Problem — Starting with the line that has "overcast sky in the picture above?" in it, repeat every line through the last one, word for word, and give nothing more.

Records for this task —
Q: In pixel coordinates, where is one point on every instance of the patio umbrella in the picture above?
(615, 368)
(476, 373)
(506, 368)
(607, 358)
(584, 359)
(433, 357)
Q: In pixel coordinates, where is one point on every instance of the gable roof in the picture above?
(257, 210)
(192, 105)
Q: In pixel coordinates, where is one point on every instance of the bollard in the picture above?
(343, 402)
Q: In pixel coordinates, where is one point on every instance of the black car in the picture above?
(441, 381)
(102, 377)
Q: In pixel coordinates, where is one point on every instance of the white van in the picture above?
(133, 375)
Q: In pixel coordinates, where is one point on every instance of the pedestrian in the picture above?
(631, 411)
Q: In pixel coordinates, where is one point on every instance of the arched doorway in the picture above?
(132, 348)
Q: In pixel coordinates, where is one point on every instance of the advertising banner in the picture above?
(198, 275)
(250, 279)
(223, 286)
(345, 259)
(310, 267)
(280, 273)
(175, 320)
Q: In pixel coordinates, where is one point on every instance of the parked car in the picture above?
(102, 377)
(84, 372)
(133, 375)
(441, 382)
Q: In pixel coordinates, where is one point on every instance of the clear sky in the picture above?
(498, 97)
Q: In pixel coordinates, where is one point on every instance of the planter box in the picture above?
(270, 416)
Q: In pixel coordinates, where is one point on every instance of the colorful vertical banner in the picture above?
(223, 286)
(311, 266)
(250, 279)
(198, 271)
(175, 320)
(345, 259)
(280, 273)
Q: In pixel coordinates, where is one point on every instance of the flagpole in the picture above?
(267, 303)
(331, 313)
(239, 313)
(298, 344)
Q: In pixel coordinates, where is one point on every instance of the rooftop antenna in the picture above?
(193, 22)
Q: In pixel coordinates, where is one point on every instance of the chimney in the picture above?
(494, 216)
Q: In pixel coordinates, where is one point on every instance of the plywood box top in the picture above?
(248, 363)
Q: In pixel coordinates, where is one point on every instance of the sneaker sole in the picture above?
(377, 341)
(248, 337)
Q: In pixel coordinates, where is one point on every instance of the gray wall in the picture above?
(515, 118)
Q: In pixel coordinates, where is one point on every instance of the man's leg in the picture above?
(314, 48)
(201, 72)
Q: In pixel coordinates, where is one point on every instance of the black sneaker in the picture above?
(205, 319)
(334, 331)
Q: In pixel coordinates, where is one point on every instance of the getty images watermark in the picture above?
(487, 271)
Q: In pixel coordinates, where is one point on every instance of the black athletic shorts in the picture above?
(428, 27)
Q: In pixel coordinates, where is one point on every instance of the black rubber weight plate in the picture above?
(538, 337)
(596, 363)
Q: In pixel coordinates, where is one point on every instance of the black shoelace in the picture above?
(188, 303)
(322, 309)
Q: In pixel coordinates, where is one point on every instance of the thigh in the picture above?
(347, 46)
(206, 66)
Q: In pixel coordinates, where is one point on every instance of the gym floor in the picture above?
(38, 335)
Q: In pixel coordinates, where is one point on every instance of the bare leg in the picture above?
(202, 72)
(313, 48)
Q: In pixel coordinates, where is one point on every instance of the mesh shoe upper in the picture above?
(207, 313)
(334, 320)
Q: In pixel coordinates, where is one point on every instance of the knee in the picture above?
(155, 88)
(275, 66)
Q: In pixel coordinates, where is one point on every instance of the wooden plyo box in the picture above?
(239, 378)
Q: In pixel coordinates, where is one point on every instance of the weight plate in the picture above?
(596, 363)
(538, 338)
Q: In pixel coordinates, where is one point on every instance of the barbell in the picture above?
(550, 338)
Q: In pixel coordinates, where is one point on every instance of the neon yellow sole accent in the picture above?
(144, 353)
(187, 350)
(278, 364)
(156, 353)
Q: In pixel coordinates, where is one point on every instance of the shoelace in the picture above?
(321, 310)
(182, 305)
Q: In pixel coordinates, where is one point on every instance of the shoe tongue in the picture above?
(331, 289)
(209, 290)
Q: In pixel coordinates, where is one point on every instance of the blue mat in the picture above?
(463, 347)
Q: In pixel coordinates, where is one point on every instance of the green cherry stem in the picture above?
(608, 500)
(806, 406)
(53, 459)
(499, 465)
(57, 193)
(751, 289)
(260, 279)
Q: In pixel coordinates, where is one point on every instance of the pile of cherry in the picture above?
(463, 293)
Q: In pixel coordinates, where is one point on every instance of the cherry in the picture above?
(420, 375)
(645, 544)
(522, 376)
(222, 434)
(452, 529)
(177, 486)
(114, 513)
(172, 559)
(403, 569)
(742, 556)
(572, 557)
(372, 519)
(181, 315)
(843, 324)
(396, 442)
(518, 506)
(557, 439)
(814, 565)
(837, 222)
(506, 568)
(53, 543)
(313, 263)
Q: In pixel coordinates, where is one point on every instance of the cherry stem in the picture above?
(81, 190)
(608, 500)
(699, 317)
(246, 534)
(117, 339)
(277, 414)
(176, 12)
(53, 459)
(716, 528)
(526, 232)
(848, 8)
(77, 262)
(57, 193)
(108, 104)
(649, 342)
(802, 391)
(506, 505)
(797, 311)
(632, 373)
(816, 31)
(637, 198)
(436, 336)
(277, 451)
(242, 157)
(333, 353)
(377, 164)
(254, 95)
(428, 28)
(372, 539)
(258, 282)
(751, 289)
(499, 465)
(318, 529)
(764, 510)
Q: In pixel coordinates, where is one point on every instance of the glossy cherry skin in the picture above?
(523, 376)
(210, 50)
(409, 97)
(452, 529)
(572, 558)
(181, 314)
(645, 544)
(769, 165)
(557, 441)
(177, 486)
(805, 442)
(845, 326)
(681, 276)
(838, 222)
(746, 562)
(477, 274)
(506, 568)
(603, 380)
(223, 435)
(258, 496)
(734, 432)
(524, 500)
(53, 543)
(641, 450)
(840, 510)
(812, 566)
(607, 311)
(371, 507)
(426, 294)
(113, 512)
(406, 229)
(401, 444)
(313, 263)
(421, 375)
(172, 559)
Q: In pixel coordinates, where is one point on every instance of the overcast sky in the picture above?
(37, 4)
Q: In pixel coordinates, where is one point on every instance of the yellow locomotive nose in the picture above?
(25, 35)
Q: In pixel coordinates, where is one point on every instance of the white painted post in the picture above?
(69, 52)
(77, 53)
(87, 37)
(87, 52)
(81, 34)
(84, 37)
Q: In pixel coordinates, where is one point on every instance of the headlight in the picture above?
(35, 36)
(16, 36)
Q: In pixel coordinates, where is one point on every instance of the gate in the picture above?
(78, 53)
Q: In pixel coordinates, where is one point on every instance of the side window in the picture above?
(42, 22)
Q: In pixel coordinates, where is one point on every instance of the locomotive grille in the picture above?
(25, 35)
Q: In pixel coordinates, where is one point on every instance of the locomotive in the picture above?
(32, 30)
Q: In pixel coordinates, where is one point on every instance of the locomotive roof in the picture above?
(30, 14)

Full solution —
Q: In pixel coordinates, where is one point on every instance of the overcast sky in the picture above?
(37, 4)
Q: In pixel coordinates, where is one point on every instance of the yellow locomotive nose in the picture above?
(25, 35)
Q: In pixel coordinates, where is one point on every instance of the white painted post in the picture above?
(69, 52)
(77, 53)
(87, 37)
(87, 52)
(81, 34)
(84, 37)
Q: In pixel coordinates, where is one point on every instance of the headlight in the picture above?
(35, 36)
(16, 36)
Q: In pixel coordinates, where is one point on every instance of the gate in the picture above?
(78, 53)
Q: In pixel coordinates, where is one point on every instance of the side window in the picture above?
(42, 22)
Q: In pixel coordinates, where is one point on every instance of the locomotive grille in the picture above?
(25, 35)
Q: In pixel coordinates, where is one point on every instance of the locomotive in the picture above?
(32, 30)
Q: In pixel coordinates, where is one point on every instance of the locomotive roof in the picture above?
(30, 14)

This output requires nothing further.